Nov 24, 2006

debris.

I resisted the urge to join the throbbing, frenzied masses at the malls, outlets, and streets this holiday. I stayed home and did what I should have done last year: read.

My head hurts, and I don't know how much I retained. But there's nothing like being around my family without the dozen commitments that I used to make in the false hope that I'll be able to meet about half of them with only 1/3 of the attention I need to make it all worth it. So with all of that, I'm happy to leave the socializing for after reckoning day(s).

Went through some of my old shit that's still in boxes from a transition between apartments in the mid-nineties. My parents' home has become a repository of some of my old stuff because I didn't think it important enough to go through it and move it out. My mom has been as patient as you can hope, probably because of the fits I used to throw when she tried to get rid of anything. But there are more boxes than there should be, and now that I have room (and a car) I really want to go through this stuff once and for all.

### Questions to answer
a – Reproduce the part of the post that begins at "My head hurts, and" and stops after "after reckoning day(s).".
b – According to the post, why are some of the writer's old things kept at the parents' home? Answer in one to three sentences.
c – Summarize the post in two sentences.
The items come from a separate source.

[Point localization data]

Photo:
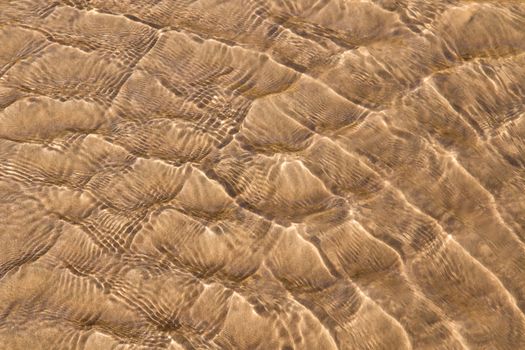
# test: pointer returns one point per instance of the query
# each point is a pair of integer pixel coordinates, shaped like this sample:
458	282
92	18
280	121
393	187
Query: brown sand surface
262	174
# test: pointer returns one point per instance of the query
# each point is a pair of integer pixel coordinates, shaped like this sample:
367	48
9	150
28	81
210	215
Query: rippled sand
249	174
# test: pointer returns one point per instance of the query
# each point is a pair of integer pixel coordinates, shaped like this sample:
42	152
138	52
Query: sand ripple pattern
253	174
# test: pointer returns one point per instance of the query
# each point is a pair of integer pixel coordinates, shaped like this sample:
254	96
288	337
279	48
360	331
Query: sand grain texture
249	174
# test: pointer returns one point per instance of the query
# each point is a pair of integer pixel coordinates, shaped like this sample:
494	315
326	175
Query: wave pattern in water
249	174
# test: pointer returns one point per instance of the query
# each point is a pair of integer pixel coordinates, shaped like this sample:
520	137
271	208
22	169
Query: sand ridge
248	174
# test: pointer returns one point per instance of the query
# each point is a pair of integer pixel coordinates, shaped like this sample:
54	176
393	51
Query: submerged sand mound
249	174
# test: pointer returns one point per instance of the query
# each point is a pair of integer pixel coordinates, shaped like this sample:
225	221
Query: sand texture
262	174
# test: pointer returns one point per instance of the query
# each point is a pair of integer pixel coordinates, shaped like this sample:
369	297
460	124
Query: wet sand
248	174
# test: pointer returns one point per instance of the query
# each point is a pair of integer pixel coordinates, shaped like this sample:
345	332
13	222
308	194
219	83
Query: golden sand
262	174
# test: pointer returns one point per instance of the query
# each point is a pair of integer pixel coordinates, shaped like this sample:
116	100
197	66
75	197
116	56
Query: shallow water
252	174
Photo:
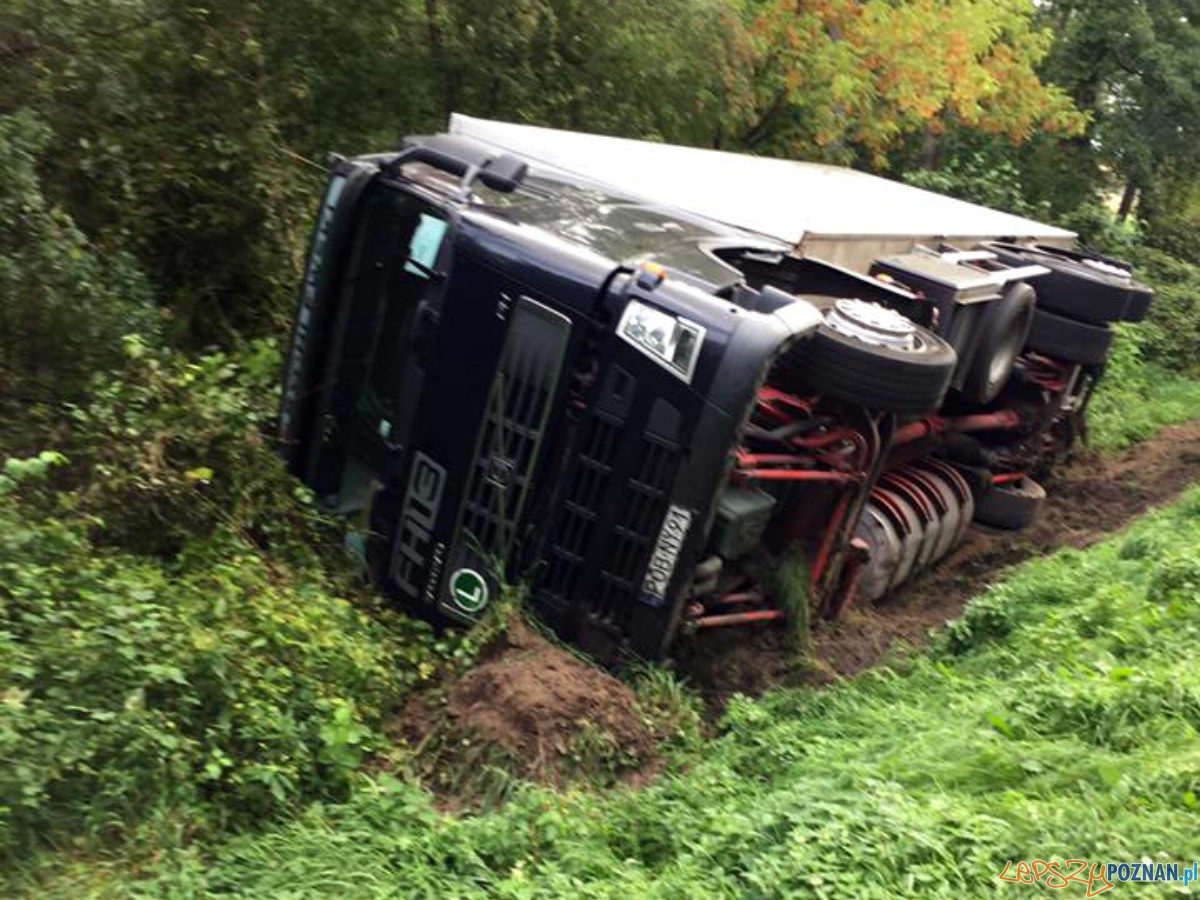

### Completed exercise
a –
My head hurts, and I don't know how much I retained. But there's nothing like being around my family without the dozen commitments that I used to make in the false hope that I'll be able to meet about half of them with only 1/3 of the attention I need to make it all worth it. So with all of that, I'm happy to leave the socializing for after reckoning day(s).

b – The writer did not think the stuff important enough to go through and move out. The boxes have been there since a move between apartments in the mid-nineties.

c – The writer skipped the holiday crowds at the malls and outlets to stay home and read, and is glad to be with family without the many commitments once made. The writer also looked through old boxes kept at the parents' home since a mid-nineties move and, now having room and a car, wants to go through them once and for all.